Consignes
a - Recopiez du texte sur le travail temporaire le passage qui s'ouvre sur les mots contenant « 8. Par ailleurs, il » et se clôt sur « l'accroissement temporaire d'activité. ».
b - Rédigez la suite du texte sur le travail temporaire, à partir de sa dernière phrase.
==== Texte ====
Vu les articles L. 1251-36 du code du travail, dans sa rédaction antérieure à la loi n° 2015-994 du 17 août 2015, et L. 1251-37 du même code, dans sa rédaction antérieure à la loi n° 2016-1088 du 8 août 2016 :

7. Les dispositions de l'article L. 1251-40 du code du travail, dans sa rédaction antérieure à l'ordonnance n° 2017-1387 du 22 septembre 2017, qui sanctionnent l'inobservation par l'entreprise utilisatrice des dispositions des articles L. 1251-5 à L. 1251-7, L. 1251-10 à L. 1251-12, L. 1251-30 et L. 1251-35 du même code, n'excluent pas la possibilité pour le salarié d'agir contre l'entreprise de travail temporaire lorsque les conditions à défaut desquelles toute opération de prêt de main-d'oeuvre est interdite n'ont pas été respectées.

8. Par ailleurs, il résulte des articles L. 1251-36 et L. 1251-37 du code du travail précités que l'entreprise de travail temporaire ne peut conclure avec un même salarié sur le même poste de travail, des contrats de missions successifs qu'à la condition que chaque contrat en cause soit conclu pour l'un des motifs limitativement énumérés par le second de ces textes, au nombre desquels ne figure pas l'accroissement temporaire d'activité.

9. Pour débouter le salarié de ses demandes tendant à faire prononcer la requalification de ses contrats de mission en contrat à durée indéterminée, à dire qu'il avait fait l'objet d'un licenciement dépourvu de cause réelle et sérieuse et à condamner l'entreprise de travail temporaire à lui régler diverses sommes à titre d'indemnités de rupture et de dommages-intérêts pour licenciement dépourvu de cause réelle et sérieuse, l'arrêt retient qu'il n'est pas utilement contredit que l'entreprise de travail temporaire n'a pas systématiquement respecté le délai de carence prévu par l'article L. 1251-36 du code du travail notamment pour les missions du 23 mai au 31 mai 2012 et du 4 juin au 31 août 2012.
==== Données extraites ====
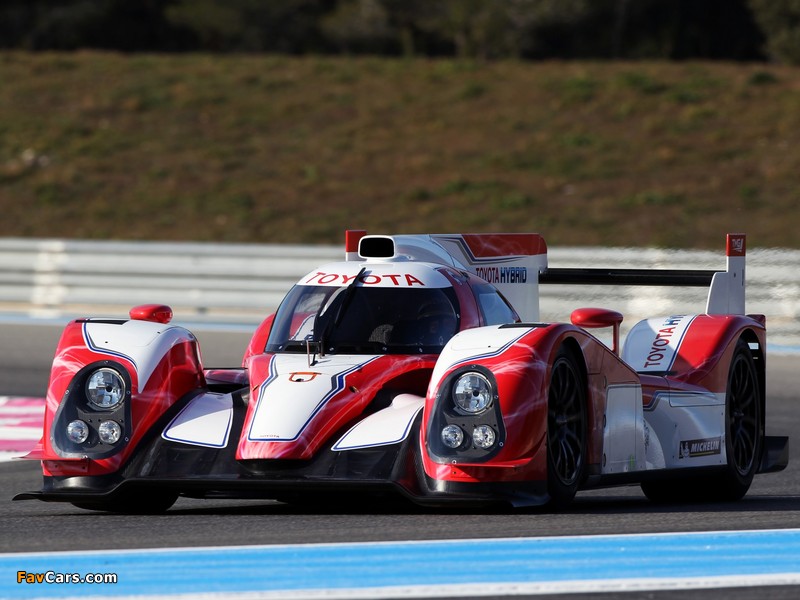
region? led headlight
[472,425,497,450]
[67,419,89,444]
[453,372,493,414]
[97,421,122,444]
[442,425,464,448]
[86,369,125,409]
====
==== Données extraites ====
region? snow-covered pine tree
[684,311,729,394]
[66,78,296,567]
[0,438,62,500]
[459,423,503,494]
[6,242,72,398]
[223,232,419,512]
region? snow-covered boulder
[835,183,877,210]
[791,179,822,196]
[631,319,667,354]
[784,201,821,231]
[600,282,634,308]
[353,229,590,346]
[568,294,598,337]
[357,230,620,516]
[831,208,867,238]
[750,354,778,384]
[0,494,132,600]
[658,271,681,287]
====
==== Données extraites ====
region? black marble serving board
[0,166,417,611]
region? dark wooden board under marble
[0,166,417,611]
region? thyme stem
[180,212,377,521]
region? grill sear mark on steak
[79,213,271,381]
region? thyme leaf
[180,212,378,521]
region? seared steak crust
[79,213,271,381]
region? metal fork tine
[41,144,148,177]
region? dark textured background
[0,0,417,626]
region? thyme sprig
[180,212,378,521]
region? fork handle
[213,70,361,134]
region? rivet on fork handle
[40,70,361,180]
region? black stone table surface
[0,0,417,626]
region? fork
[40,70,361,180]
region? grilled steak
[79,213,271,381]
====
Réponses attendues
a -
8. Par ailleurs, il résulte des articles L. 1251-36 et L. 1251-37 du code du travail précités que l'entreprise de travail temporaire ne peut conclure avec un même salarié sur le même poste de travail, des contrats de missions successifs qu'à la condition que chaque contrat en cause soit conclu pour l'un des motifs limitativement énumérés par le second de ces textes, au nombre desquels ne figure pas l'accroissement temporaire d'activité.

b -
10. Il énonce que, cependant, si effectivement le salarié a la possibilité de solliciter la requalification du contrat de mission temporaire en un contrat de travail à durée indéterminée en cas de non-respect du délai de carence par l'entreprise de travail temporaire, c'est à la condition que le nombre important de missions sans interruption ou espacées de très courts intermèdes, révèle l'existence d'un emploi durable. Il retient qu'il n'est pas établi que l'entreprise de travail temporaire a agi de concert avec l'entreprise utilisatrice pour contourner l'interdiction faite à cette dernière de recourir au travail temporaire pour pourvoir durablement un emploi lié à son activité normale et permanente.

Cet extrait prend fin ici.